- _THE INPUT_:
--- begin ---

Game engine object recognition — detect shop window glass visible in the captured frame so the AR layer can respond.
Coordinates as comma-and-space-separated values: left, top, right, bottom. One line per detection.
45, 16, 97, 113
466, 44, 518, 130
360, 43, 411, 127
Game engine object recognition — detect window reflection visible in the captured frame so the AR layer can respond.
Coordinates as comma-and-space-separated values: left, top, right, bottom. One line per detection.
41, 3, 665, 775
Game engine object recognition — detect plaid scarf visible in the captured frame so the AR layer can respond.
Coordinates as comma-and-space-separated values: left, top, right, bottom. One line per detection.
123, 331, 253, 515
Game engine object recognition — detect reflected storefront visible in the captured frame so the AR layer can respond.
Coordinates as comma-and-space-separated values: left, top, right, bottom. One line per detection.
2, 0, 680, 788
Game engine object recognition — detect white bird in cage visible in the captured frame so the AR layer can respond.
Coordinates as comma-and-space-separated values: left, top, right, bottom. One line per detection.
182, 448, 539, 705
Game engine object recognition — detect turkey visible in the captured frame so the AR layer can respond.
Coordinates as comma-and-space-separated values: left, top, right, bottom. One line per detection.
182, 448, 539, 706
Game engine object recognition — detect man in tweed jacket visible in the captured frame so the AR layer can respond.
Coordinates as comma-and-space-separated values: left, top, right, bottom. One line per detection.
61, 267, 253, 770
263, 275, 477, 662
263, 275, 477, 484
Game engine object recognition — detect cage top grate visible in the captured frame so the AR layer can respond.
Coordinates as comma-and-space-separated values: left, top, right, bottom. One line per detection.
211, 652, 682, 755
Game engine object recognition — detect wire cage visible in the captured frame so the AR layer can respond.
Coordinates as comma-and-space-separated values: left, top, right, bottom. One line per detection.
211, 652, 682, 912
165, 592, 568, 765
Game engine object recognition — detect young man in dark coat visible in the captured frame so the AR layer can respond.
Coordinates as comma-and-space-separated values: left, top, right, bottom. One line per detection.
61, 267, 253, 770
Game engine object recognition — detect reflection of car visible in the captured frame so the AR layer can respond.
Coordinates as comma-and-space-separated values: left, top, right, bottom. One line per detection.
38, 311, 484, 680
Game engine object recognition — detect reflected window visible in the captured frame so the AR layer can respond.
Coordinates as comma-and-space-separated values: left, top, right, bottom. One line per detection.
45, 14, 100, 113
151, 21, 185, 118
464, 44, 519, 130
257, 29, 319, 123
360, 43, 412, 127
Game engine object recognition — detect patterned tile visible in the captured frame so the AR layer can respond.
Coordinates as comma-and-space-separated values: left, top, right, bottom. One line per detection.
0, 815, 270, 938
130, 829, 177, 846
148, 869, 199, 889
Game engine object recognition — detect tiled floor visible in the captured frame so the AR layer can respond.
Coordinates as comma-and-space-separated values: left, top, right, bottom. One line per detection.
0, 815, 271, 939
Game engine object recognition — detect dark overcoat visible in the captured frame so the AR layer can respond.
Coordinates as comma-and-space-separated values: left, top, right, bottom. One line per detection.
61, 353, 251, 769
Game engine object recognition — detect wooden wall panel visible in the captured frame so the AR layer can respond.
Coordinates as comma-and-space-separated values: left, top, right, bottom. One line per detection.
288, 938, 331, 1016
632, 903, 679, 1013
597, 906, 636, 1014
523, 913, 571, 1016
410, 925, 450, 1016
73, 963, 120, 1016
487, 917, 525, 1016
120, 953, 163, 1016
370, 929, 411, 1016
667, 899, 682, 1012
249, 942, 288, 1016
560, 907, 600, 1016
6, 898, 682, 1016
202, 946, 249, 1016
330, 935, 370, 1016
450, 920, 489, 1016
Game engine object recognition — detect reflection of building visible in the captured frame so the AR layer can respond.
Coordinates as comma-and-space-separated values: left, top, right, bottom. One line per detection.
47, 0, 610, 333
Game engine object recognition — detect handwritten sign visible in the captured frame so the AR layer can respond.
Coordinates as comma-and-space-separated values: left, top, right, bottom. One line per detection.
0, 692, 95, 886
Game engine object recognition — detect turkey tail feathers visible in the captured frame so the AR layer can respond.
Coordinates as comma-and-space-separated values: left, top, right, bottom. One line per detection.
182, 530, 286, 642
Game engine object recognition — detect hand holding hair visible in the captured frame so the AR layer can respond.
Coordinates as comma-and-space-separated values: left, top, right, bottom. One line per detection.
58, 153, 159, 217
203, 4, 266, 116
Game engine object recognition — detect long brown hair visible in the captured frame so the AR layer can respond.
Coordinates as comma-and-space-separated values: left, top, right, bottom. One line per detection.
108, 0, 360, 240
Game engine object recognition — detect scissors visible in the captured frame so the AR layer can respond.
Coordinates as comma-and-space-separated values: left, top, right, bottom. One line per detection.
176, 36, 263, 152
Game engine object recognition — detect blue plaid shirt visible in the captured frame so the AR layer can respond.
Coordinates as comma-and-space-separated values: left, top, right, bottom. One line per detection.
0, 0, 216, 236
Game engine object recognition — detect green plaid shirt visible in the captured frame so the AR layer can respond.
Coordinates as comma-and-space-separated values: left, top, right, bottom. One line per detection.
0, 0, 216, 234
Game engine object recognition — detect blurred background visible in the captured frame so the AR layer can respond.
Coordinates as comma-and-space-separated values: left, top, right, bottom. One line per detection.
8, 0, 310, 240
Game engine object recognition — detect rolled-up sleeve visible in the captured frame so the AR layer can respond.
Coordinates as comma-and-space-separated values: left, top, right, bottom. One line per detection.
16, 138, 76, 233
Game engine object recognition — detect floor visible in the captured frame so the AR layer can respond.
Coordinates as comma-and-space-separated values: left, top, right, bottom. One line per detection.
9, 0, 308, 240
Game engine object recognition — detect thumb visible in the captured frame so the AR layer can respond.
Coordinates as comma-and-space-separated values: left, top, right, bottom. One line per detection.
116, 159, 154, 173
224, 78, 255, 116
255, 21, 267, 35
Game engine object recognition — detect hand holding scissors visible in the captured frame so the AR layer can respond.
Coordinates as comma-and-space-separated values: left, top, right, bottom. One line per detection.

--- end ---

- _WHAT THE TASK REQUIRES_: Reproduce verbatim the stretch of lines from the start of the records through the line containing "41, 3, 665, 775".

- _SOLVED PROBLEM_:
Game engine object recognition — detect shop window glass visible in the captured frame so the AR layer can respond.
Coordinates as comma-and-space-separated values: left, top, right, bottom. One line per detection.
45, 16, 97, 113
466, 44, 518, 130
360, 43, 411, 127
Game engine object recognition — detect window reflection visible in the captured frame so the AR layer can respond.
Coordinates as comma-and-space-separated values: left, top, right, bottom. One line per detection.
41, 3, 665, 775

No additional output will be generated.